(Raw data Opens)

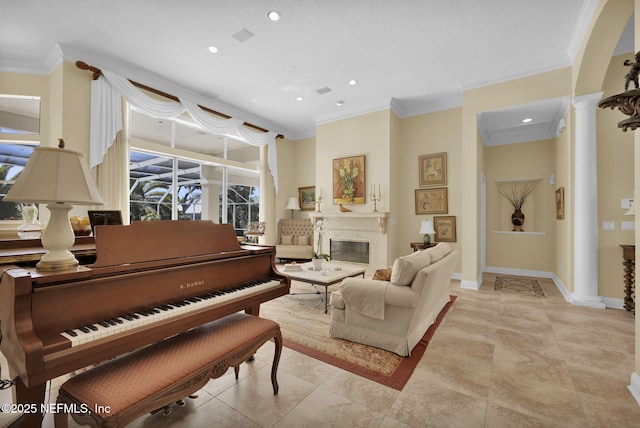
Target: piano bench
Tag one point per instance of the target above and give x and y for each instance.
(119, 391)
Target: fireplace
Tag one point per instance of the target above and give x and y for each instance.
(349, 251)
(368, 229)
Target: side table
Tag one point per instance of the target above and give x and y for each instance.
(422, 246)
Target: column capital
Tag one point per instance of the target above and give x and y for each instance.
(587, 99)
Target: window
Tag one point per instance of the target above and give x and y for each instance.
(13, 158)
(178, 171)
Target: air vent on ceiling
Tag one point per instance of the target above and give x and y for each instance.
(243, 35)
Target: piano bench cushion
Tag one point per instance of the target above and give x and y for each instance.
(155, 376)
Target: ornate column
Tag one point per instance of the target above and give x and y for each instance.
(585, 290)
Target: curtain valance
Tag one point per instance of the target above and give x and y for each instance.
(106, 118)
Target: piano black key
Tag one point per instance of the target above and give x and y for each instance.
(144, 316)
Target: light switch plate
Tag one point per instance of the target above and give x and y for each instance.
(628, 225)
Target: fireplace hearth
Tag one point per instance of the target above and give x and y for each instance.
(349, 251)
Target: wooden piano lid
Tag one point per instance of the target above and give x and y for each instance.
(152, 241)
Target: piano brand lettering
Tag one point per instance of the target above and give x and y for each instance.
(191, 284)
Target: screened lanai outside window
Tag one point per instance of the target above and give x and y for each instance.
(13, 158)
(176, 172)
(151, 190)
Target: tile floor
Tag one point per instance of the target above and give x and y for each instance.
(498, 360)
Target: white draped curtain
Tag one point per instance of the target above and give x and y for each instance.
(106, 118)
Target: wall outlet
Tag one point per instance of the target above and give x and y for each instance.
(628, 225)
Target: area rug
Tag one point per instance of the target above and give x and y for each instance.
(513, 284)
(305, 329)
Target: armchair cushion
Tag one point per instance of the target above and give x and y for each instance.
(366, 297)
(405, 268)
(439, 251)
(303, 240)
(382, 274)
(286, 239)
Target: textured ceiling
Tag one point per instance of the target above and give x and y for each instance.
(413, 55)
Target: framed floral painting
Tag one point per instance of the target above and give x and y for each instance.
(348, 180)
(432, 201)
(433, 169)
(307, 198)
(445, 227)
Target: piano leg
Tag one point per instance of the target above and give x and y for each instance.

(Raw data Closes)

Instructions for the task — From the listing, reproduce every line where the word "curtain" is present.

Exercise result —
Target: curtain valance
Target: white draped curtain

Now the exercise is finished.